§ **WORK TO DO**
Every entry below must appear again, exactly as written.

§ **DATASET ENTRIES**
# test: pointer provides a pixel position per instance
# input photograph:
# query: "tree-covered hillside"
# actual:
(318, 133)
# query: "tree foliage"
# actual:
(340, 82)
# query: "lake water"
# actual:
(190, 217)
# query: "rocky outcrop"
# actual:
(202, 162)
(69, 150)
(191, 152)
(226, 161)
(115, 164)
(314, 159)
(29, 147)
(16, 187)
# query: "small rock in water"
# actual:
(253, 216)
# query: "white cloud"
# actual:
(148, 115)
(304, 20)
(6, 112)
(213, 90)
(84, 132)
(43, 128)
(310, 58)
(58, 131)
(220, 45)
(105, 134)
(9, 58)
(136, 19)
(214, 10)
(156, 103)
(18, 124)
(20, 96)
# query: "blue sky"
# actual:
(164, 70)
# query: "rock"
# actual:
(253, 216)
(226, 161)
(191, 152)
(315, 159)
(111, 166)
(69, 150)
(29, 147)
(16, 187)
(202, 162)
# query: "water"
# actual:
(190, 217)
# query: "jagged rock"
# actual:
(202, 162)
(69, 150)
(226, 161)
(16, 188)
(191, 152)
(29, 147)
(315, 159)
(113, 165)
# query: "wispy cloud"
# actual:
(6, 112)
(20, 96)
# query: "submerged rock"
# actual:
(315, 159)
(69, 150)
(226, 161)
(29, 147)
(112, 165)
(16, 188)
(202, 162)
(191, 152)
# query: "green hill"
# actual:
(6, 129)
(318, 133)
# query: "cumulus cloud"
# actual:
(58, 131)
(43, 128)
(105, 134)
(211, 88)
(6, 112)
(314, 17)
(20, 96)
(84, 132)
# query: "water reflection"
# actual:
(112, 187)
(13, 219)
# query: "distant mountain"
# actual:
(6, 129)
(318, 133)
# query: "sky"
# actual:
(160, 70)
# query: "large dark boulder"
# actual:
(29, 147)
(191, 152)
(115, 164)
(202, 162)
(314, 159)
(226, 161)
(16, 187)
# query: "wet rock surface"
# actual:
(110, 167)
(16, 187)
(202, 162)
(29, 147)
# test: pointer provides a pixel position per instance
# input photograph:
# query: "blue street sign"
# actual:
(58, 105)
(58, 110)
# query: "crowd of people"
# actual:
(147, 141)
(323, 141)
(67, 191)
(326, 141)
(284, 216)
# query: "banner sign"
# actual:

§ **RESULT FOR THIS TASK**
# test: pointer provides a pixel position per instance
# input photograph:
# query: "tree-covered hillside"
# actual:
(318, 133)
# query: "tree foliage"
# actual:
(340, 82)
# query: "lake water"
# actual:
(190, 217)
# query: "rocky outcrop"
# actual:
(202, 162)
(69, 150)
(191, 152)
(226, 161)
(115, 164)
(314, 159)
(29, 147)
(16, 187)
# query: "small rock in water"
# actual:
(253, 216)
# query: "white cloud"
# actual:
(148, 115)
(304, 20)
(6, 112)
(213, 90)
(84, 132)
(43, 128)
(310, 58)
(58, 131)
(220, 45)
(105, 134)
(9, 58)
(136, 19)
(214, 10)
(156, 103)
(18, 124)
(20, 96)
# query: "blue sky"
# actual:
(164, 70)
# query: "rock"
# actual:
(253, 216)
(226, 161)
(191, 152)
(315, 159)
(111, 166)
(69, 150)
(29, 147)
(16, 187)
(202, 162)
# query: "water"
# actual:
(190, 217)
# query: "jagged rock"
# actual:
(202, 162)
(69, 150)
(226, 161)
(16, 188)
(191, 152)
(29, 147)
(315, 159)
(113, 165)
# query: "wispy cloud"
# actual:
(6, 112)
(20, 96)
# query: "submerged rock"
# actual:
(315, 159)
(69, 150)
(226, 161)
(29, 147)
(112, 165)
(16, 188)
(202, 162)
(191, 152)
# query: "green hill"
# actual:
(6, 129)
(318, 133)
# query: "cumulus cloud"
# actual:
(58, 131)
(43, 128)
(105, 134)
(211, 88)
(6, 112)
(314, 17)
(20, 96)
(84, 132)
# query: "water reflection"
# actual:
(112, 187)
(13, 219)
# query: "distant mountain"
# actual:
(6, 129)
(318, 133)
# query: "sky"
# actual:
(160, 70)
# query: "large dark boulder"
# actual:
(29, 147)
(191, 152)
(115, 164)
(202, 162)
(314, 159)
(226, 161)
(16, 187)
# query: "wet rock surface"
# actual:
(110, 167)
(16, 187)
(202, 162)
(29, 147)
# test: pointer provides a pixel position per instance
# input photograph:
# query: "blue street sign"
# actual:
(58, 105)
(58, 110)
# query: "crowd of people"
# actual:
(147, 141)
(323, 141)
(67, 191)
(326, 141)
(284, 216)
# query: "banner sign"
# actual:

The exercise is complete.